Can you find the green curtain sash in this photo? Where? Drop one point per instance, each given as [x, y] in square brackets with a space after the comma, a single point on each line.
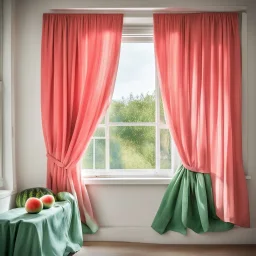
[90, 227]
[188, 203]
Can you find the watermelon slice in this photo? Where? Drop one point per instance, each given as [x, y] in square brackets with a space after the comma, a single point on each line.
[33, 205]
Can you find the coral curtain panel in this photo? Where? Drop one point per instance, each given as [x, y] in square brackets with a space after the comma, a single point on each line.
[80, 54]
[199, 65]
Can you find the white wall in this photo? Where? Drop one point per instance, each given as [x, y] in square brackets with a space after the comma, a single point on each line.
[124, 212]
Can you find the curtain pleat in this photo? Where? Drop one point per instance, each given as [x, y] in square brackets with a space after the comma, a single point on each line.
[80, 54]
[199, 66]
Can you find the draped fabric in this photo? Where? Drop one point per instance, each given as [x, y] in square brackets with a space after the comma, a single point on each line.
[199, 65]
[188, 203]
[80, 54]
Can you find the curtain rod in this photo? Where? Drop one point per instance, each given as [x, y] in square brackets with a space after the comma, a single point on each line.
[133, 11]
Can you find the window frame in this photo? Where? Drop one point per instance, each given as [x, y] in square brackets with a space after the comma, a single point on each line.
[134, 34]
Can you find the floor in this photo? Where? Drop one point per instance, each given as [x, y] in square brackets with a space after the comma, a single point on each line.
[136, 249]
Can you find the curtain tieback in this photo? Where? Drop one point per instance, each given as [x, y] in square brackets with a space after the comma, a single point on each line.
[56, 161]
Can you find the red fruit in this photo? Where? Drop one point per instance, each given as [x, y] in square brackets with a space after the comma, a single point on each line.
[33, 205]
[48, 201]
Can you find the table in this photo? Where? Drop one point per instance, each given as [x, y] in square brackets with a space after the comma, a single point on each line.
[52, 232]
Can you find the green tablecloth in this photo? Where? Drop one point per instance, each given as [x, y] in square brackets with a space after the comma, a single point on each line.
[53, 232]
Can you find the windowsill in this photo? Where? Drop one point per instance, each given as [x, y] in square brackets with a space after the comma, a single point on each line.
[129, 180]
[6, 193]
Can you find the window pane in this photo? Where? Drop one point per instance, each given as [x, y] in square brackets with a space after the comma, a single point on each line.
[100, 132]
[165, 149]
[100, 154]
[88, 157]
[132, 147]
[134, 95]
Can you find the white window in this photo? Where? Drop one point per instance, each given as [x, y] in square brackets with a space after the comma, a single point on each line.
[133, 138]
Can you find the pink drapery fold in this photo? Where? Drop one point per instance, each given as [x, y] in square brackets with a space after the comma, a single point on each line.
[199, 65]
[80, 54]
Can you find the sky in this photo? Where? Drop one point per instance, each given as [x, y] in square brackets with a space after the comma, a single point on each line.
[136, 70]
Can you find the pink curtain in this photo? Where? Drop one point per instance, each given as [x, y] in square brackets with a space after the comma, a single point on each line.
[199, 64]
[80, 54]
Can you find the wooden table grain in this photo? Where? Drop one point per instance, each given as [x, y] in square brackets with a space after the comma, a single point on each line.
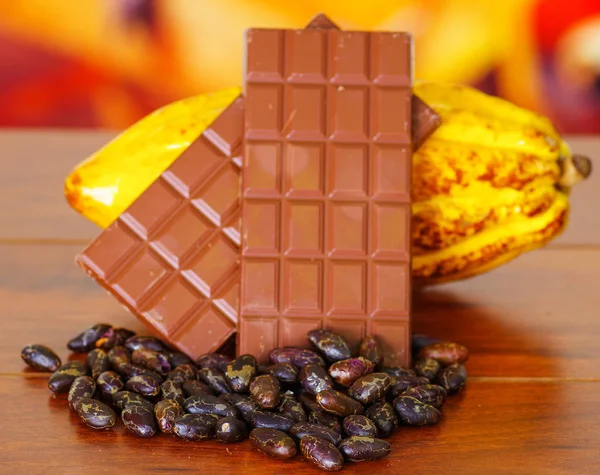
[533, 328]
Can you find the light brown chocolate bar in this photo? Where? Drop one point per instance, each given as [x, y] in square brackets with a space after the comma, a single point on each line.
[326, 189]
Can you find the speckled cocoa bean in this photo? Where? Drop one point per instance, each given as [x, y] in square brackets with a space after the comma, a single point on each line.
[177, 359]
[86, 340]
[123, 399]
[109, 383]
[273, 442]
[152, 360]
[299, 357]
[167, 412]
[314, 379]
[345, 372]
[82, 387]
[172, 390]
[60, 381]
[429, 394]
[243, 403]
[292, 408]
[286, 373]
[266, 391]
[40, 357]
[117, 356]
[446, 353]
[359, 425]
[326, 419]
[362, 449]
[97, 361]
[384, 417]
[139, 420]
[214, 378]
[183, 373]
[271, 420]
[213, 361]
[240, 372]
[148, 342]
[209, 404]
[230, 430]
[303, 429]
[114, 337]
[331, 345]
[397, 372]
[427, 367]
[371, 349]
[195, 427]
[194, 388]
[95, 414]
[144, 385]
[370, 388]
[321, 453]
[339, 403]
[400, 385]
[413, 412]
[128, 370]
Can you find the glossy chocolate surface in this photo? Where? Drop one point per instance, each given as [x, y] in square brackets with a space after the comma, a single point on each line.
[326, 188]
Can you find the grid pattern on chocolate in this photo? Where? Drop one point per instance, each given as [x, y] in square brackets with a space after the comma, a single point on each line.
[326, 188]
[173, 257]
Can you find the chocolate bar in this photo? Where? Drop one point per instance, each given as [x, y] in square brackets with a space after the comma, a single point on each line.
[326, 205]
[172, 258]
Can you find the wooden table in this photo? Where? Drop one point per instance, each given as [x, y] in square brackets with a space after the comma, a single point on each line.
[532, 404]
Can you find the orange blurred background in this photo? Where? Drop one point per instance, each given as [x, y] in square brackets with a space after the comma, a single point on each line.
[107, 63]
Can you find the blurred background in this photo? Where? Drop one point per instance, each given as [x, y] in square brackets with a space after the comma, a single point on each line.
[107, 63]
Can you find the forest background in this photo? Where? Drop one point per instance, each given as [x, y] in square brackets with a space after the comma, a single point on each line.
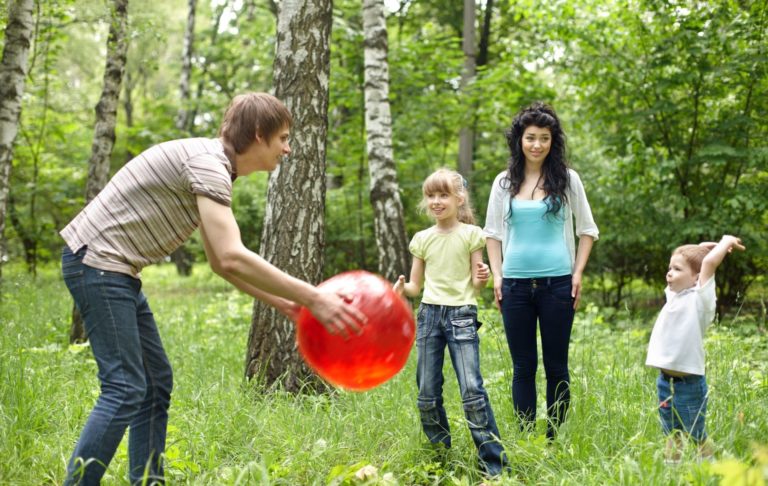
[664, 104]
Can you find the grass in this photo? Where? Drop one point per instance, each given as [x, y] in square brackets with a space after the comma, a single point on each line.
[226, 431]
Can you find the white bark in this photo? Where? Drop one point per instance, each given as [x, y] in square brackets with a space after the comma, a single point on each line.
[467, 135]
[13, 73]
[294, 224]
[389, 225]
[182, 116]
[106, 108]
[106, 119]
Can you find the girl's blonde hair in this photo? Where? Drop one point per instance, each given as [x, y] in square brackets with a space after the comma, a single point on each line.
[450, 182]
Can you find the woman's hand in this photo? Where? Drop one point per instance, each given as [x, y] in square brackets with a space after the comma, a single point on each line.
[576, 289]
[497, 290]
[482, 273]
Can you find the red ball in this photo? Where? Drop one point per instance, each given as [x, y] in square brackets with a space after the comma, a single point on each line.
[360, 361]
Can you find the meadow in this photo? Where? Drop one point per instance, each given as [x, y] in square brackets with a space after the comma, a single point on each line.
[225, 430]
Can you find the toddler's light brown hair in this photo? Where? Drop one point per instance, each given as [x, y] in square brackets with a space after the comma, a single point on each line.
[693, 255]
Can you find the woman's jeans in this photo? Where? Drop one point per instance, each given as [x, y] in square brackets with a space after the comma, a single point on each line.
[548, 301]
[455, 327]
[134, 372]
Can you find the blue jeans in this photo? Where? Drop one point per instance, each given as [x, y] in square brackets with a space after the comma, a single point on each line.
[683, 404]
[548, 301]
[455, 327]
[134, 372]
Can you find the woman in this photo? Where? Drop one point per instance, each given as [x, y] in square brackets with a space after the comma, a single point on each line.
[536, 268]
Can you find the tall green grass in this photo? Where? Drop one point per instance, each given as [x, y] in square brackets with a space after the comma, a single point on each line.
[227, 431]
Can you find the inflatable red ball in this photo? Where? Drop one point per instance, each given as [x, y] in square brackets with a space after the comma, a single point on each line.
[360, 361]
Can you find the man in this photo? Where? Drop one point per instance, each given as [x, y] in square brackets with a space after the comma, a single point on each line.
[147, 210]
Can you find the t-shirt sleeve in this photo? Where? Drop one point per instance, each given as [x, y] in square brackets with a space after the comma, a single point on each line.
[208, 176]
[416, 247]
[476, 239]
[707, 301]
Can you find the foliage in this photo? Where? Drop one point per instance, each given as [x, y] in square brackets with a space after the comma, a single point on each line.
[227, 431]
[675, 99]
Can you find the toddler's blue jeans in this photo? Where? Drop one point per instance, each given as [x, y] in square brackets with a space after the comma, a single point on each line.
[683, 404]
[455, 327]
[134, 372]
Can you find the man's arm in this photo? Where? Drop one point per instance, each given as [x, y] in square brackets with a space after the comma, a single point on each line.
[716, 256]
[248, 271]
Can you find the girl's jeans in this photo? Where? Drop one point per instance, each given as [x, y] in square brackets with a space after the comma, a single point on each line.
[524, 302]
[134, 372]
[455, 327]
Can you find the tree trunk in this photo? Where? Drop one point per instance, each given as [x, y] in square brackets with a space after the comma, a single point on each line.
[182, 116]
[181, 256]
[293, 237]
[389, 225]
[467, 134]
[106, 118]
[485, 34]
[13, 74]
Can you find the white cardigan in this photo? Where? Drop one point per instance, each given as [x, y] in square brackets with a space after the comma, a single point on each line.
[577, 205]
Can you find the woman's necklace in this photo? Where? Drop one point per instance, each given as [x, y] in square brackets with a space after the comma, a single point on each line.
[536, 186]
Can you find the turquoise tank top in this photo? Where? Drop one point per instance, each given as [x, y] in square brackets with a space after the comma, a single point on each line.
[536, 242]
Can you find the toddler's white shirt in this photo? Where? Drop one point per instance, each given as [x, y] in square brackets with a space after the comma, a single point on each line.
[677, 339]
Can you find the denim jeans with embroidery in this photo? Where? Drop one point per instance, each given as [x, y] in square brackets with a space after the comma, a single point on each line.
[547, 302]
[454, 327]
[134, 372]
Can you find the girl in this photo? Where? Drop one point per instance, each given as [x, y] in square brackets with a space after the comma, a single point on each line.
[449, 258]
[536, 270]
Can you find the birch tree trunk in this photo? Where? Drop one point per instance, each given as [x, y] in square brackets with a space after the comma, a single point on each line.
[106, 118]
[181, 256]
[389, 225]
[293, 238]
[106, 108]
[13, 74]
[467, 133]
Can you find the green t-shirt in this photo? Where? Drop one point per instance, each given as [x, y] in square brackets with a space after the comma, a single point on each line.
[447, 266]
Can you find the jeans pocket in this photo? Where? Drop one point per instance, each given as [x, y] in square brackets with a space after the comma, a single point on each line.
[71, 263]
[476, 412]
[561, 292]
[464, 328]
[421, 323]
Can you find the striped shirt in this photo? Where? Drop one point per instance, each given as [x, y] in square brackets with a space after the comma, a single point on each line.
[149, 208]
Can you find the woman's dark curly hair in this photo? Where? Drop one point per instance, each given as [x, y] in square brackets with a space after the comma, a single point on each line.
[555, 167]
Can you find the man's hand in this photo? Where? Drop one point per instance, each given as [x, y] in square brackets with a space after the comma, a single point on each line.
[333, 311]
[399, 286]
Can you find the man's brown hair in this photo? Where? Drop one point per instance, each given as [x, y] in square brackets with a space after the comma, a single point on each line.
[693, 255]
[250, 115]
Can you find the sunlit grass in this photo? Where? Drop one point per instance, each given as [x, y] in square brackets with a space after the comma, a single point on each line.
[225, 430]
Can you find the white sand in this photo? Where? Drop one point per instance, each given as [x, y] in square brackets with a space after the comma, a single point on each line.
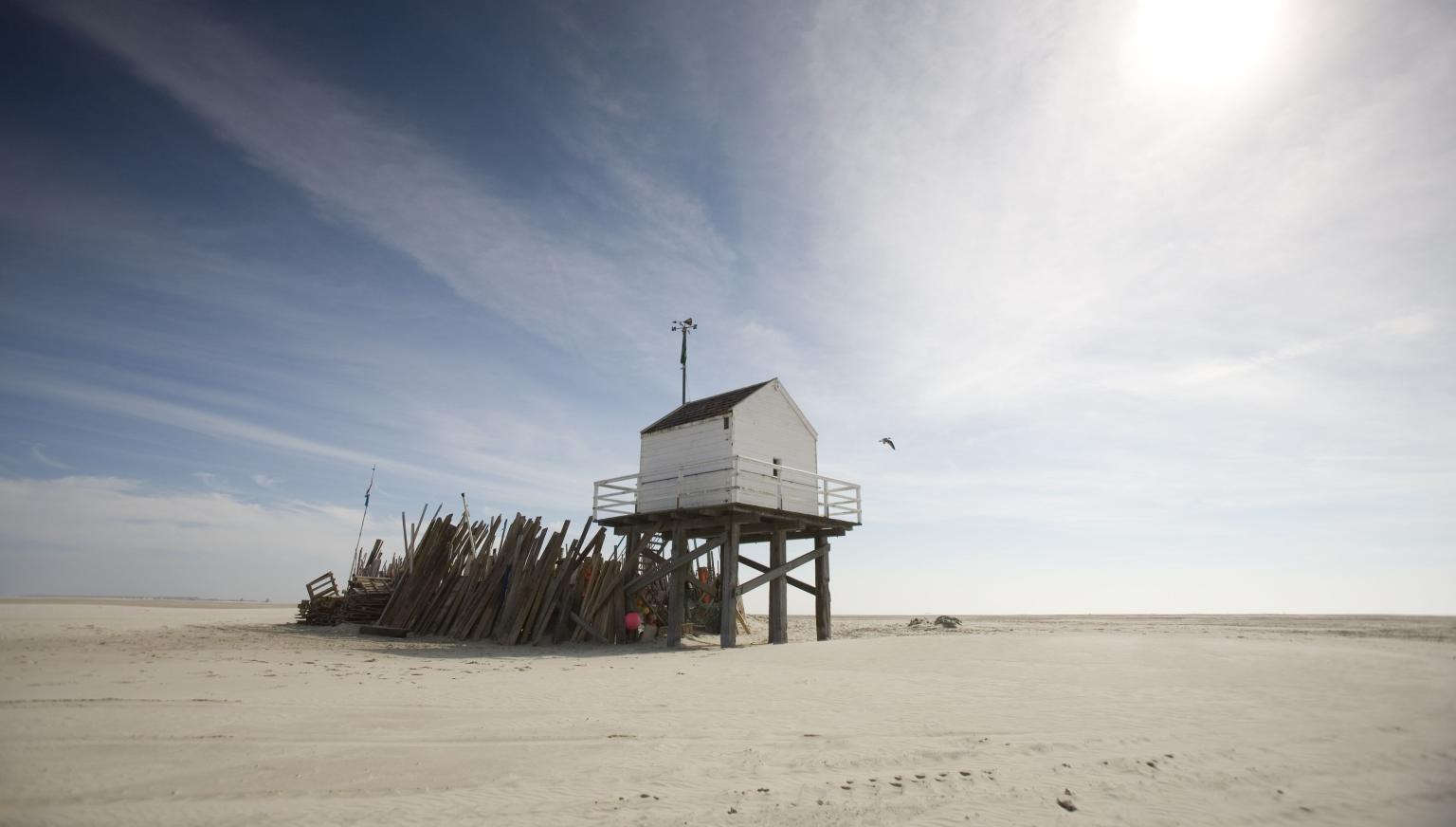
[150, 714]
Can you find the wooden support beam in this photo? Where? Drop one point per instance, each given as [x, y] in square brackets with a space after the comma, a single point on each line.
[777, 588]
[674, 563]
[728, 590]
[678, 588]
[823, 625]
[795, 582]
[777, 571]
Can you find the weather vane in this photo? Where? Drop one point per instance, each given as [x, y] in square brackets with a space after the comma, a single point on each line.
[684, 326]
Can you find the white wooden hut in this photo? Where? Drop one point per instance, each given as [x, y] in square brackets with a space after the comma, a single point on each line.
[750, 446]
[724, 472]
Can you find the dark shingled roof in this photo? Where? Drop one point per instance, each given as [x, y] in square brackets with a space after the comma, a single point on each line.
[705, 408]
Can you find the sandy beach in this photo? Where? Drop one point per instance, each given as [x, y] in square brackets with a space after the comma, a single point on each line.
[152, 712]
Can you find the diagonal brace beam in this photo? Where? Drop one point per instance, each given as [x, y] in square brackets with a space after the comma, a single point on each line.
[793, 581]
[781, 571]
[663, 570]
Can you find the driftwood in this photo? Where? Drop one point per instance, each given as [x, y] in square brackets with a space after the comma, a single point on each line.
[507, 581]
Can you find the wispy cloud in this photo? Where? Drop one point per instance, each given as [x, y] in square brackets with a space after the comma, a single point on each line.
[364, 171]
[38, 454]
[141, 541]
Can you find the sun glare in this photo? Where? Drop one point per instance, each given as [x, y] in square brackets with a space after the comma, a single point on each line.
[1201, 43]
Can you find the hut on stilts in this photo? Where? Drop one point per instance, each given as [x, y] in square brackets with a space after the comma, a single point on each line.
[717, 475]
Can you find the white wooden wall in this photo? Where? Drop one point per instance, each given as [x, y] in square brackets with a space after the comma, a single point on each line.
[664, 451]
[763, 427]
[766, 427]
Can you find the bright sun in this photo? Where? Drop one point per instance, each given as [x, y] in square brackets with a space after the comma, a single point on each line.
[1200, 43]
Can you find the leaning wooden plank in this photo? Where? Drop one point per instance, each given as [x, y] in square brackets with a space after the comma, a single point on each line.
[587, 628]
[660, 571]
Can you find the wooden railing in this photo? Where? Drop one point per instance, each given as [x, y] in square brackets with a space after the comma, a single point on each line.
[728, 479]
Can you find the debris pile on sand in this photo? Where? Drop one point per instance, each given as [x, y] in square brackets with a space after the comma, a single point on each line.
[942, 620]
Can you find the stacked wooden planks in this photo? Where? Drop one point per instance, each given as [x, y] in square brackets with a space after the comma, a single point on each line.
[508, 581]
[323, 611]
[366, 598]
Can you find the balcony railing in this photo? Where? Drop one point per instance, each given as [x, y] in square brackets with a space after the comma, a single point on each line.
[728, 481]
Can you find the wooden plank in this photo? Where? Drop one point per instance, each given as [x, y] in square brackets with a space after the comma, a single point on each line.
[385, 631]
[587, 628]
[785, 568]
[795, 582]
[823, 623]
[777, 588]
[728, 590]
[678, 588]
[659, 573]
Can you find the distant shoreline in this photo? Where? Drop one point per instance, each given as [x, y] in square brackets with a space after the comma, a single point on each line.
[152, 601]
[214, 601]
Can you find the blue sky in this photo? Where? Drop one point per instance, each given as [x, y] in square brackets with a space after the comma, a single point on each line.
[1155, 299]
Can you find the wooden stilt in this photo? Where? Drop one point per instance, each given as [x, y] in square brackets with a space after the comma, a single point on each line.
[728, 588]
[676, 598]
[823, 625]
[629, 570]
[777, 590]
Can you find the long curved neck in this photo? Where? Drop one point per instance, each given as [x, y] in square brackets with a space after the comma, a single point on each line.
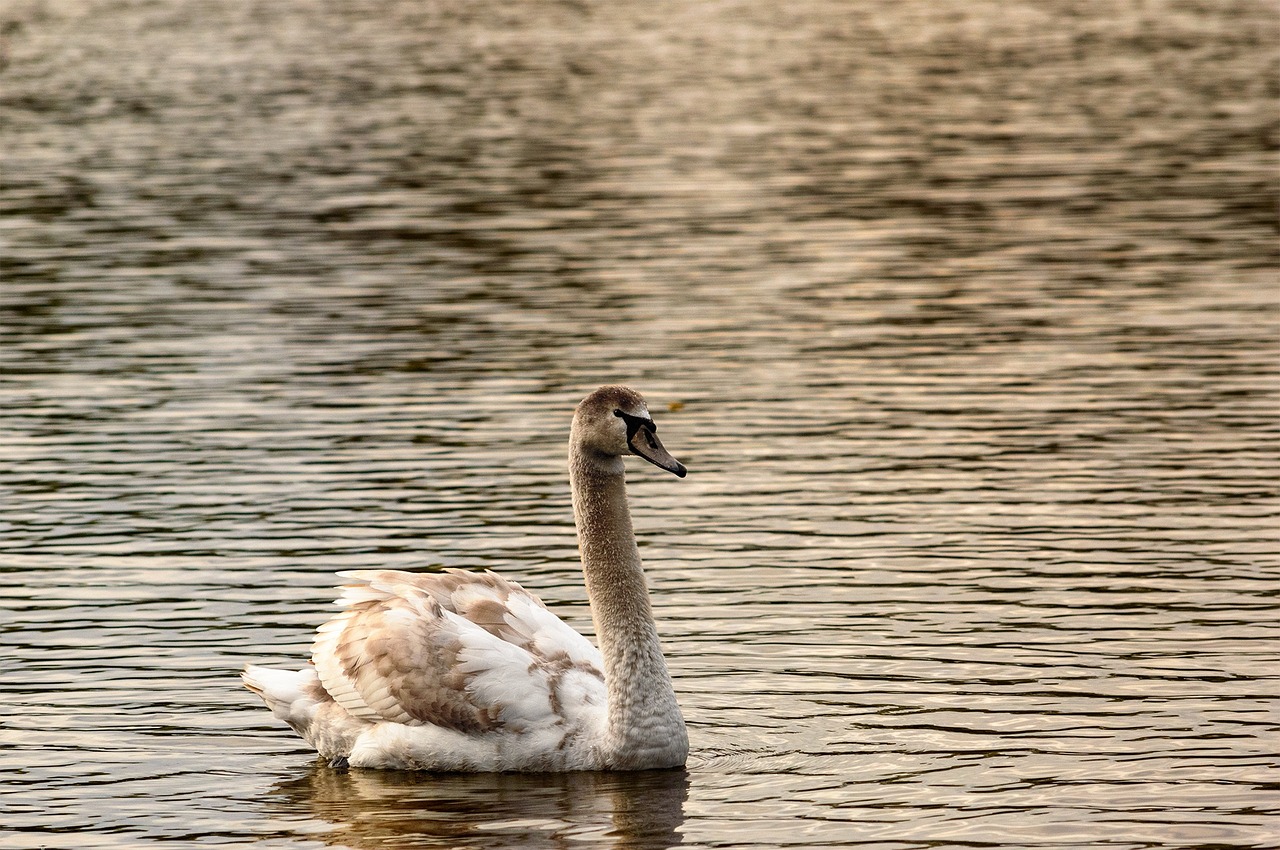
[644, 718]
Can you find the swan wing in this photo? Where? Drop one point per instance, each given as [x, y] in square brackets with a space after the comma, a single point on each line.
[469, 652]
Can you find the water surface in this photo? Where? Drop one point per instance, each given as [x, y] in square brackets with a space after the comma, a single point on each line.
[963, 316]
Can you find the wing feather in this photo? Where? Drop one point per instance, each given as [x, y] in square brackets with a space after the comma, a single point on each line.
[469, 652]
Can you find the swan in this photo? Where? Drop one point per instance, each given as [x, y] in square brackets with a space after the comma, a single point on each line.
[467, 671]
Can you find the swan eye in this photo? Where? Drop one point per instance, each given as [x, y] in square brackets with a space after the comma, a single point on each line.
[635, 424]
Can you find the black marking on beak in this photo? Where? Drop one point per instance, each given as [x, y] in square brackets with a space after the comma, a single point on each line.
[635, 424]
[643, 441]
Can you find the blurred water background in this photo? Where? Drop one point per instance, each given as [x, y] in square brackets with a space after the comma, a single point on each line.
[963, 315]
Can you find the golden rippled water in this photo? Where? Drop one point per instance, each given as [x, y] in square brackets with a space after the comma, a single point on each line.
[961, 314]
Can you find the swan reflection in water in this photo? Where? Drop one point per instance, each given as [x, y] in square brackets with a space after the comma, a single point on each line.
[618, 810]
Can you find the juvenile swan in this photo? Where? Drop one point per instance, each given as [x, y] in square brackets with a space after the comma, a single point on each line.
[465, 671]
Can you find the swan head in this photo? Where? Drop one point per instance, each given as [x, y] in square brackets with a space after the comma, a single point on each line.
[613, 421]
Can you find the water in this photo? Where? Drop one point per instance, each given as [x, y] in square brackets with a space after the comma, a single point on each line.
[963, 316]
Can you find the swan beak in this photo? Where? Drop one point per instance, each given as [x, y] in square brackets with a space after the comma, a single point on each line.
[647, 444]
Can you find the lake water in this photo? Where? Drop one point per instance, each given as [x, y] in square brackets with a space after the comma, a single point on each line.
[961, 314]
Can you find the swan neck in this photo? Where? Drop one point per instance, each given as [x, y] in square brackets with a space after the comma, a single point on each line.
[644, 718]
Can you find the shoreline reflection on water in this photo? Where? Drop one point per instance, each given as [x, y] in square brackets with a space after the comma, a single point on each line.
[640, 810]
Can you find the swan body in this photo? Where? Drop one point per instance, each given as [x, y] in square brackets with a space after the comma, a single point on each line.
[465, 671]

------------------------------------------------------------------------

#### Required work
Every line from the one containing "Can you find the juvenile" through the last line above should be retyped exactly; no other lines are wanted.

#### Answer for the task
Can you find the juvenile swan in this photo? Where? Drop one point per instance, each given as [x, y] in square brackets with a space after the comma, a single point on each line.
[465, 671]
Can you find the swan head in this photo? Where? Drop one point per instance, each given as [x, y] in square brackets with a space after the comma, a single point on each line.
[613, 421]
Can you find the water in this photo? Where? Drop one point per instance, each given as [x, y] in square brackets with a space after the comma, a single point on each line.
[963, 316]
Can you find the swan beak in this photo? Where? Drop one point per instance, each given as [x, y] in square brackets with a space after the comma, a single point on each line.
[647, 444]
Can you find the lake water in this photo? Where? Drop one point per instance, each given as [x, y] in square brackets with a space after the comma, a single point on each line.
[961, 314]
Can you find the swan neck in this photo? Where? Drop one point per instance, each given as [x, y] in square brackets with a space after the comma, a single point on each line.
[644, 718]
Can you find the shoreline reflection on water in this photo? Where? Drop one point per instance, each given as [x, y] in square brackets with a space after the comma, a single point on each line.
[640, 810]
Can you find the swan body in this photo? Where? Drop one point per instance, each given as [x, y] in square brackets with a space after the comma, a single point on each line.
[465, 671]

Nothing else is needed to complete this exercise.